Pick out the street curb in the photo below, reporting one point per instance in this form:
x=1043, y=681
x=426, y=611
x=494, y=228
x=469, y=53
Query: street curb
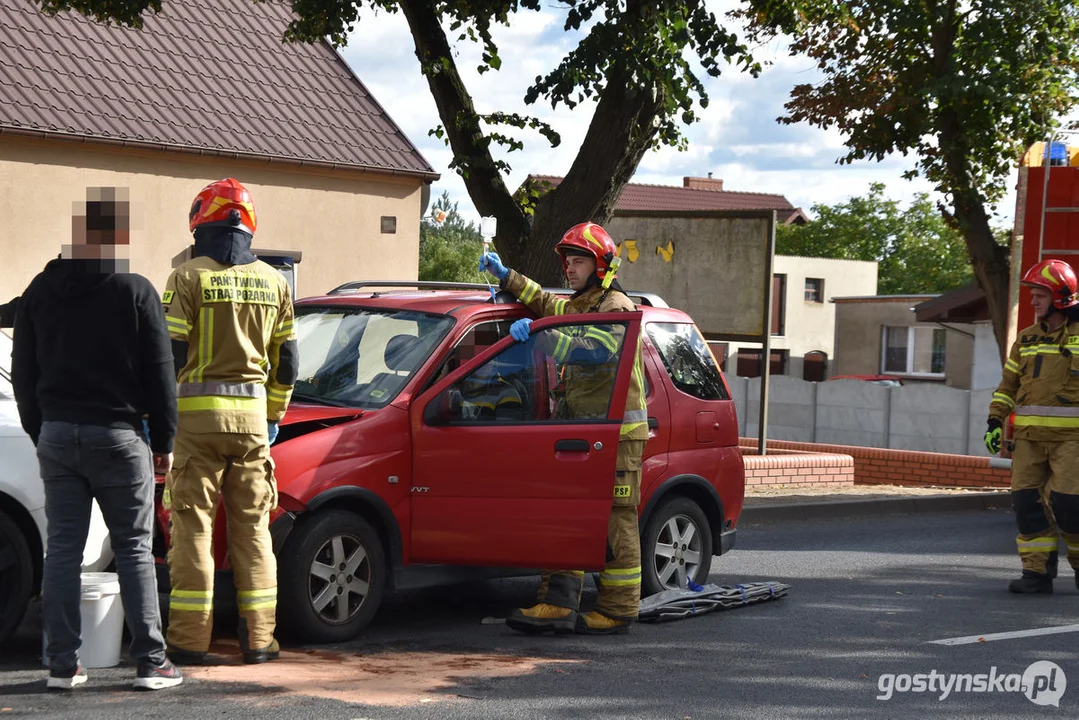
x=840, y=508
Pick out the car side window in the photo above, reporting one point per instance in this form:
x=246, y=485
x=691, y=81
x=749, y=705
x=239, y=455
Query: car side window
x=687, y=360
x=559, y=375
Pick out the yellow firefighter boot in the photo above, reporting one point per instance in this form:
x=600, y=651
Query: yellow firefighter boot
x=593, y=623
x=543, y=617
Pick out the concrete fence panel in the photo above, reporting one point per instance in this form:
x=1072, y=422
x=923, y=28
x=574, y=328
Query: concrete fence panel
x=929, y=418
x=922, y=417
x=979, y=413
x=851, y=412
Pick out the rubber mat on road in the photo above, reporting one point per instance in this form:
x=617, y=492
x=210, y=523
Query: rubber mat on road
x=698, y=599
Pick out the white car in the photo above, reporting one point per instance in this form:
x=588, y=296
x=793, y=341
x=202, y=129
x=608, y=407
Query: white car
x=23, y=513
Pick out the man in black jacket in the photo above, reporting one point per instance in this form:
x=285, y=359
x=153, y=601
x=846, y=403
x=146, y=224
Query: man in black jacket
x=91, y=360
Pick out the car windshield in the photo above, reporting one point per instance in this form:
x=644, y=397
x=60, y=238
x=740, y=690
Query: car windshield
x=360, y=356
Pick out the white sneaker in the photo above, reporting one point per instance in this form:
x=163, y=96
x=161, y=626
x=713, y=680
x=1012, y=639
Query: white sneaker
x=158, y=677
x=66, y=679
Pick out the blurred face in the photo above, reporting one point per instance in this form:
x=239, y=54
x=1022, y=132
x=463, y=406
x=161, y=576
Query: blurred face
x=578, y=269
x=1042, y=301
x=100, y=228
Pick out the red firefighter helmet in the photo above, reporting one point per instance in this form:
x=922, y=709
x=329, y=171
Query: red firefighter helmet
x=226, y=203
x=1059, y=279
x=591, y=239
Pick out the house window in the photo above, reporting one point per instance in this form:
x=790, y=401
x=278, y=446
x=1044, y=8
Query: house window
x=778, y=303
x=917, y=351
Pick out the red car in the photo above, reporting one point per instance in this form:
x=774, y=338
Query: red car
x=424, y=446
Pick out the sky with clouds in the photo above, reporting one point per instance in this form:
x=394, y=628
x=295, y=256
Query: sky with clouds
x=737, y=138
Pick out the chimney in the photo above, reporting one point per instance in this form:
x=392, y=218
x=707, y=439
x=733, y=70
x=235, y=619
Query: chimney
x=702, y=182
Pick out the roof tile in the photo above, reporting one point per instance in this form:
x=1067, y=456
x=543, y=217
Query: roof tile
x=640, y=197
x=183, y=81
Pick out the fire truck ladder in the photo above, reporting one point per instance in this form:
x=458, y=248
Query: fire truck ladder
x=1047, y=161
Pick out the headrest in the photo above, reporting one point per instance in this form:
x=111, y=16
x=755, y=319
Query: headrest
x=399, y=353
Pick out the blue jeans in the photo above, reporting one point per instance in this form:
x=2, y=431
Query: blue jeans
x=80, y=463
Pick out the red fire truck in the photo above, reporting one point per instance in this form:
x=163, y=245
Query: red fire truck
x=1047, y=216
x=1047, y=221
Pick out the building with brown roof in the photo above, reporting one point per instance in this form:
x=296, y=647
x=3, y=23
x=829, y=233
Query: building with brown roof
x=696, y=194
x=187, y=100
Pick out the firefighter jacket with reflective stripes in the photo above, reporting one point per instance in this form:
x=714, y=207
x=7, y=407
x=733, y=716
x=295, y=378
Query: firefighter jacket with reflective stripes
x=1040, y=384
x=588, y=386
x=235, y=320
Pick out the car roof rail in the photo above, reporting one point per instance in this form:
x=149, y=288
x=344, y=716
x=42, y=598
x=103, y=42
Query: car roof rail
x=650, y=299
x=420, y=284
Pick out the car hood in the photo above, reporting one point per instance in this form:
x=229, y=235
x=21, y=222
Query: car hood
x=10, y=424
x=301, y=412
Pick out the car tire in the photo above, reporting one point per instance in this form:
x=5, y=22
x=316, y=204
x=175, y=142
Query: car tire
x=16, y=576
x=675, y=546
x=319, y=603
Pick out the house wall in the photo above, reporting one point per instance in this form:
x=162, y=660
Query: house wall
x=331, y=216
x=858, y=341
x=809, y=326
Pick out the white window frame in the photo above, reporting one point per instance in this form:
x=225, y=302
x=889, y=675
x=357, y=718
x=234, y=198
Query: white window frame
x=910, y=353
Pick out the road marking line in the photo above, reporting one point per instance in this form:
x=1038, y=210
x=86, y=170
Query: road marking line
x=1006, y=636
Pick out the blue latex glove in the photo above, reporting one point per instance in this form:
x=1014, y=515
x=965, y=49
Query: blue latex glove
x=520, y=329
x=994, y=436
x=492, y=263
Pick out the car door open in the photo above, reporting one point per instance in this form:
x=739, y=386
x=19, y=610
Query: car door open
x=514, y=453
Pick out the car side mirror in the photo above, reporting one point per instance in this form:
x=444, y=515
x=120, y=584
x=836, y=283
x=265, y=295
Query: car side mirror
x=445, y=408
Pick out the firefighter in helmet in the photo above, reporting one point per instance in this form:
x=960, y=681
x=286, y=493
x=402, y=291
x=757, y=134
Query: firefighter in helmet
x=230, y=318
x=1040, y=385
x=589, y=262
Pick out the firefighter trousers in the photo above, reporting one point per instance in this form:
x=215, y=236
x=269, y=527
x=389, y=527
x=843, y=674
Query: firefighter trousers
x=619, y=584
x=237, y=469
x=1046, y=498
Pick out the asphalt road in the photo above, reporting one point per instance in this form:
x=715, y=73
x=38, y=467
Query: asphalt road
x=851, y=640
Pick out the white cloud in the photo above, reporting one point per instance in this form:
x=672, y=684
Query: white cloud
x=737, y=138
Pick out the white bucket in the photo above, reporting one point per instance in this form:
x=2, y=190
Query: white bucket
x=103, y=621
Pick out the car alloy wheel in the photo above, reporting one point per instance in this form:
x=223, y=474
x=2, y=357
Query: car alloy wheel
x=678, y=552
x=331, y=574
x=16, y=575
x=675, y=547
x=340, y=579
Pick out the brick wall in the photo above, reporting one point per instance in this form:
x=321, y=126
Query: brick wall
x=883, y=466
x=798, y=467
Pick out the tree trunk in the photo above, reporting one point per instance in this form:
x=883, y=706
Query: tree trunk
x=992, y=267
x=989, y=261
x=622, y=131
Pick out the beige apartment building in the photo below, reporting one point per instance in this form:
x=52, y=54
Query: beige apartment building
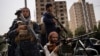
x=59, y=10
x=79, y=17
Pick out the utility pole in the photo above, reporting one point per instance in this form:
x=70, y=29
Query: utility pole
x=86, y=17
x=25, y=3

## Directions
Convert the records above into a numbered list, from the start of the records up to and including the line containing "x=23, y=513", omitting blank lines and leaving out the pictures.

## Reply to the exercise
1. Pick out the street curb in the photo below, reporting one point per instance in this form:
2. x=1043, y=681
3. x=426, y=611
4. x=494, y=228
5. x=469, y=53
6. Query: street curb
7. x=840, y=508
8. Pick out the car side window in the photo above, reporting one point per instance in this form:
9. x=246, y=485
10. x=691, y=81
11. x=749, y=705
12. x=239, y=455
13. Query: car side window
14. x=687, y=360
15. x=559, y=375
16. Pick out the yellow firefighter boot in the photo above, reporting one point per instance in this form:
17. x=600, y=651
18. Query: yellow firefighter boot
19. x=593, y=623
20. x=543, y=617
21. Pick out the concrete fence panel in the photo above, reporting one point per instance in this form:
22. x=1072, y=422
23. x=923, y=28
24. x=574, y=328
25. Query: concrete fence panel
26. x=929, y=418
27. x=922, y=417
28. x=979, y=413
29. x=851, y=412
30. Pick out the rubber mat on road in the photo above, reporting one point per instance in this form:
31. x=617, y=492
32. x=210, y=523
33. Query: rubber mat on road
34. x=698, y=599
35. Pick out the white car in the photo above, reporting one point per instance in this form:
36. x=588, y=296
37. x=793, y=341
38. x=202, y=129
39. x=608, y=407
40. Query: white car
41. x=23, y=513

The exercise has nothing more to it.